Goal - Copy every one of the records below word for word, but leave out the pictures.
------------------------------
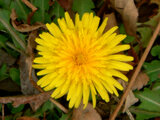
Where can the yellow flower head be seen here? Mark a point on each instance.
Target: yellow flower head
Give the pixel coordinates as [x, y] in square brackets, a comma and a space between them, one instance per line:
[78, 59]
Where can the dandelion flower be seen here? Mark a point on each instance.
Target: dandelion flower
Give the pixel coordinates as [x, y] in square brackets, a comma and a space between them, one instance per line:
[79, 60]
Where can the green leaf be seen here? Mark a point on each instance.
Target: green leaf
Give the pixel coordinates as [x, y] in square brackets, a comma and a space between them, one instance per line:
[156, 51]
[82, 6]
[156, 87]
[150, 101]
[3, 40]
[3, 72]
[5, 3]
[152, 69]
[14, 73]
[143, 114]
[41, 15]
[5, 16]
[57, 11]
[129, 38]
[22, 10]
[17, 37]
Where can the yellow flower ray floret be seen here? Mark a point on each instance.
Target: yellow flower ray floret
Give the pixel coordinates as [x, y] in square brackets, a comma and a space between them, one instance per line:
[80, 60]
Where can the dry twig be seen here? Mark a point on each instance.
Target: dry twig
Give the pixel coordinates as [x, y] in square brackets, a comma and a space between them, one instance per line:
[137, 70]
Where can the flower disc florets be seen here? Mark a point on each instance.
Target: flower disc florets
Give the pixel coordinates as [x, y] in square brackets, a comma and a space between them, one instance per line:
[79, 60]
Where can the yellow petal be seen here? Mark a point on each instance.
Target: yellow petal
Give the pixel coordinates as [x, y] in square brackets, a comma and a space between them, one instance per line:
[85, 93]
[103, 25]
[69, 20]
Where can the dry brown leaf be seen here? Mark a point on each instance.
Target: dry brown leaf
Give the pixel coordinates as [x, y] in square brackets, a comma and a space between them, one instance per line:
------------------------------
Written answer -
Where can the yellow flower head be seen here? Mark a point on each instance.
Target: yellow flower head
Give the pixel coordinates as [x, y] in square brackets, a comma and a space between them, one instance per line:
[78, 59]
Where can the dandelion flower be seen here? Mark a point on each instance.
Target: dandelion flower
Give the pixel coordinates as [x, y] in square brackets, a comma and a space between them, one instance per line:
[79, 60]
Where can the green leaf be seen here? Mark a point on each instance.
Target: green leaf
Give the pixel coordinates as [x, y] in square brackets, a comma and a space between them, one instance per line:
[156, 51]
[82, 6]
[156, 87]
[150, 101]
[3, 40]
[3, 72]
[5, 3]
[152, 69]
[14, 73]
[143, 114]
[41, 15]
[5, 16]
[57, 11]
[129, 38]
[22, 10]
[17, 37]
Where can the yellow flower ray floret be seen here? Mark a point on each instance.
Target: yellow flower ray floret
Give the pixel coordinates as [x, y] in square brackets, a comma and a space between them, one instance per line:
[80, 60]
Where can the dry twig be seen here? Mark a point on each instance.
Target: dry twig
Give the pixel coordinates as [x, y] in square brackets, a comma and a space between them, one instance per line:
[137, 70]
Where can the flower disc florets be seen here? Mark a point on each instance.
Target: flower disc florets
Give the pixel coordinates as [x, y] in square brackets, a comma and a space between them, one instance per line:
[79, 60]
Where can the yellow petal be seen here? Mark a point on each instance.
Target: yellow petal
Give the pixel coordinates as [x, y] in square brackets, a comma and a space between them, one instance per line:
[85, 93]
[103, 25]
[69, 20]
Where can the dry brown leaf be seen here? Mark a point on each instance.
Target: dry brown leaf
Give the pixel coordinates as [x, y] in square brackets, a comma and a space between them, one instance per line:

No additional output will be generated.